> **抜き出した文章**:
- - -
将棋の藤井聡太七冠(21)=竜王、名人、王位、叡王、棋王、王将、棋聖=が、史上初のタイトル全八冠制覇を目指し、永瀬拓矢王座(30)に挑戦する第71期王座戦五番勝負第1局が31日、神奈川県秦野市の「元湯 陣屋」で指され、後手の永瀬が150手で勝利した。タイトル戦では、昨年10月の竜王戦以来の黒星発進。第3局が行われる27日に地元・愛知で「藤井八冠」が誕生する可能性は消滅した。
最終盤、藤井が天を見上げた。そのまま、ガクリとうなだれる。その後も数手、力を振り絞って指し進めたが、永瀬の手は確信を持ってつながっていく。お茶を飲み、「ハーッ」と息を深く吐き、もう一度お茶を飲んだ後に「負けました」。多くの報道陣に囲まれ「(シリーズ制覇へ)早くも厳しい状況になってしまった」と細い声を絞り出した。
天も藤井を後押ししていたはずだった。振り駒の結果は、「と金」が3枚出て今年度勝率10割の先手に。恒例の“初手お茶”から一度頭を垂れ、意を決したように▲2六歩と飛車先の歩を突き、エース戦法の角換わりに進んでいった。
後手の永瀬は序盤から工夫を凝らし、早繰り銀の作戦を選んで攻撃的な構えに。先に駒をぶつけたのも永瀬からだった。藤井は「お互いに玉が薄い形の戦いになって、どうバランスを取るか非常に難しい将棋かなと思っていた」。難解な中終盤では、63手目に藤井が強気に角を切って相手陣に攻め込んだが「進んでみるとこちらの攻め駒が少なくて、良い指し方ではなかったかなと思った。そのあたりで何か違う手があったかなという気はしています」と振り返った。
- - -
> **課題の内容**: 王座戦第1局の記事を、最後の文のあとから続けて書いてください。 ここからのエントリーは、上の記事とは別のところから集めたものです。
- - -
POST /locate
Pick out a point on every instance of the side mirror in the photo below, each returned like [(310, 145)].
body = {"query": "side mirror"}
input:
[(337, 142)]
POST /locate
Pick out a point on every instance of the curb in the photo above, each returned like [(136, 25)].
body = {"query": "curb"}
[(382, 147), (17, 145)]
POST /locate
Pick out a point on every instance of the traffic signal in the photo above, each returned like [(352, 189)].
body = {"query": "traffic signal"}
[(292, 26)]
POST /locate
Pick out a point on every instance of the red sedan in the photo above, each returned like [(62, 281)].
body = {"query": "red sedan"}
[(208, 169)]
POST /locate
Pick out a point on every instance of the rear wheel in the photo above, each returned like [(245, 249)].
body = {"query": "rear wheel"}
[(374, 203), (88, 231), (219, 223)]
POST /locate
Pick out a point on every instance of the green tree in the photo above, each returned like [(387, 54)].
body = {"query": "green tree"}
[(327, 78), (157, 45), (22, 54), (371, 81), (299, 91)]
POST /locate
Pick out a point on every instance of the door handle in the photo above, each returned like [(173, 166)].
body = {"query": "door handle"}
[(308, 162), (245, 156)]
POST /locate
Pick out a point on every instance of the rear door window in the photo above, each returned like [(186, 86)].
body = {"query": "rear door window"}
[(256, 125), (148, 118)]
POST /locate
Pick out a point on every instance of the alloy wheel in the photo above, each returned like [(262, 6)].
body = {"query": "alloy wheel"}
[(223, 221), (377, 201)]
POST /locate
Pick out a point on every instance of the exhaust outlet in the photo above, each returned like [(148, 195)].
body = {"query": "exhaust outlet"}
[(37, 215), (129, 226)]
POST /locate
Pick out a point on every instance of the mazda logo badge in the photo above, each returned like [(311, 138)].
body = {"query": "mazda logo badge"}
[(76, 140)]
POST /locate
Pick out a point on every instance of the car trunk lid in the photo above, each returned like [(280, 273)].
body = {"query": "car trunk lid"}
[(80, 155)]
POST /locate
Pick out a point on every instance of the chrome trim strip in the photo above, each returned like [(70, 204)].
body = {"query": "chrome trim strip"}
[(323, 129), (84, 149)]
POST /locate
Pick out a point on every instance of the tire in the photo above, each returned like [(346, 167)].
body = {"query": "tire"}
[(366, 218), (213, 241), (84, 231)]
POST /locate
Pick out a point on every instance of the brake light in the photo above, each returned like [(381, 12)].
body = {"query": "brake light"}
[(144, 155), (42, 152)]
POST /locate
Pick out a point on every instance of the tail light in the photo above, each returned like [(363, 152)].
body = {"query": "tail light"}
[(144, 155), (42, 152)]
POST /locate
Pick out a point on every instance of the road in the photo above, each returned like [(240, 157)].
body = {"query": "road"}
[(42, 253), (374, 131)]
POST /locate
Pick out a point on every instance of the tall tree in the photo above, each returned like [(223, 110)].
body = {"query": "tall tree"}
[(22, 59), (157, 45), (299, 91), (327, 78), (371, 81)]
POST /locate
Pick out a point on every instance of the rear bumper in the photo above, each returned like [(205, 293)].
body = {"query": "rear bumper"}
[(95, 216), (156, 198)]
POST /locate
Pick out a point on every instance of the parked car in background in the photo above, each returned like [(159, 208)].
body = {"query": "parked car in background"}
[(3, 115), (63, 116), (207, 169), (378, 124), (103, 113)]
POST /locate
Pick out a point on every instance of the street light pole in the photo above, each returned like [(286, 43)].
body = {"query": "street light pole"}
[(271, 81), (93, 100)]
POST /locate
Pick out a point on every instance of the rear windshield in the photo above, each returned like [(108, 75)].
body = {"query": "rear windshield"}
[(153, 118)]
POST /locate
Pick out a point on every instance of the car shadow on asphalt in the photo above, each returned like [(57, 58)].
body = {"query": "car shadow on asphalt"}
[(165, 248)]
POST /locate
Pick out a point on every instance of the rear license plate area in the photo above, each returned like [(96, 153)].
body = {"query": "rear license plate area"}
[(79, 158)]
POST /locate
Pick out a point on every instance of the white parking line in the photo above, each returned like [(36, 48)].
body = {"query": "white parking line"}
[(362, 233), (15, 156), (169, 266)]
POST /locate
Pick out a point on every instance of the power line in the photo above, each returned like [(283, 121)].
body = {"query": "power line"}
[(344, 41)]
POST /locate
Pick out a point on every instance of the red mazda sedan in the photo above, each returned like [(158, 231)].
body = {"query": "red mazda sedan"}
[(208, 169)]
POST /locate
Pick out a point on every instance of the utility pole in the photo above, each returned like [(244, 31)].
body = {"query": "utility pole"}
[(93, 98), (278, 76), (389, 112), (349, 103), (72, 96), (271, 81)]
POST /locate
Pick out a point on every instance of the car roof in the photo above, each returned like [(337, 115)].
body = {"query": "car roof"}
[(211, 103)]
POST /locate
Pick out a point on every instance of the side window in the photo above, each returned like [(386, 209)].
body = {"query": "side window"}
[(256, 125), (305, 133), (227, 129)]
- - -
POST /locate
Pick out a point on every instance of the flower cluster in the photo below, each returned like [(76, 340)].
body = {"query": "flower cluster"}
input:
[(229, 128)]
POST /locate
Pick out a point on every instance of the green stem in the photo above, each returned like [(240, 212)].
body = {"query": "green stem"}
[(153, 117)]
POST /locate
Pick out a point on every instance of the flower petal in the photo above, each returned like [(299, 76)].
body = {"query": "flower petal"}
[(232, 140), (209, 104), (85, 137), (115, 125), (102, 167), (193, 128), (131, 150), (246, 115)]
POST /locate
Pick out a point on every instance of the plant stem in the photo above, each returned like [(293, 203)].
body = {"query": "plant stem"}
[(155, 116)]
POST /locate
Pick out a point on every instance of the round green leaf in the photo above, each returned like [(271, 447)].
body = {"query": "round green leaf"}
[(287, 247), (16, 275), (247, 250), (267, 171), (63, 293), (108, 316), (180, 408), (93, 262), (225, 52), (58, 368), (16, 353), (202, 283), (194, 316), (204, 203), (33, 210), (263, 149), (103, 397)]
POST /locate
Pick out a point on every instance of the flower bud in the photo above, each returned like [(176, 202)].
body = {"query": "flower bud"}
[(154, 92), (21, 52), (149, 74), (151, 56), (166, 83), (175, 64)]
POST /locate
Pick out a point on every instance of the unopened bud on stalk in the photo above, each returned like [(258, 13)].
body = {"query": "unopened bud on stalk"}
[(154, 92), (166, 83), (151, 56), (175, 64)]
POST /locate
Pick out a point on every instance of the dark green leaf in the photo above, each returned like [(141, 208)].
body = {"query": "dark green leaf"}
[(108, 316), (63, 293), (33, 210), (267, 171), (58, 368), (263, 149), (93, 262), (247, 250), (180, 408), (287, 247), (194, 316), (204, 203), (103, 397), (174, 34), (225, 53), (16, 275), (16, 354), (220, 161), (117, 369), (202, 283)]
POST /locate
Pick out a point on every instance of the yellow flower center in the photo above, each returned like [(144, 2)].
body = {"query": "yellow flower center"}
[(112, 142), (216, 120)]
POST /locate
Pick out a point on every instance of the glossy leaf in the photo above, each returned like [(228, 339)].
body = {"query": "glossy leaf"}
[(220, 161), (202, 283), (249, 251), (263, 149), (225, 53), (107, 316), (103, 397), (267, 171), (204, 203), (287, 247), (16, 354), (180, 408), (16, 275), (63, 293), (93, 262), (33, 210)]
- - -
> **この課題の答え**:
藤井の攻めに対し、受けの名手である永瀬は的確に手をつなぎ、自玉を安全にした後は攻めに転じた。互いに手の内を知った研究パートナー同士の戦いは持ち時間全てを使い切り、互いに一分将棋に。101手目から50手続く大熱戦の末、軍配は永瀬に上がった。
「先手負けなし」が13連勝で途切れ、八冠奪取に向けて痛い黒星スタート。地元での戴冠(たいかん)も夢と消えた。それでも、これで崩れないのが藤井の強さだ。過去17回のタイトル戦で初戦負けは4回あるが、奪取防衛に失敗したことはなく、番勝負内での連敗もない。
次局は本人が課題として挙げる後手番だが、巻き返しを図る。「できる限り良い状態で対局に臨んで熱戦にできるように頑張りたいと思います」。第2局は12日に神戸市で行われる。年内八冠へ、もう落とさない。(瀬戸 花音)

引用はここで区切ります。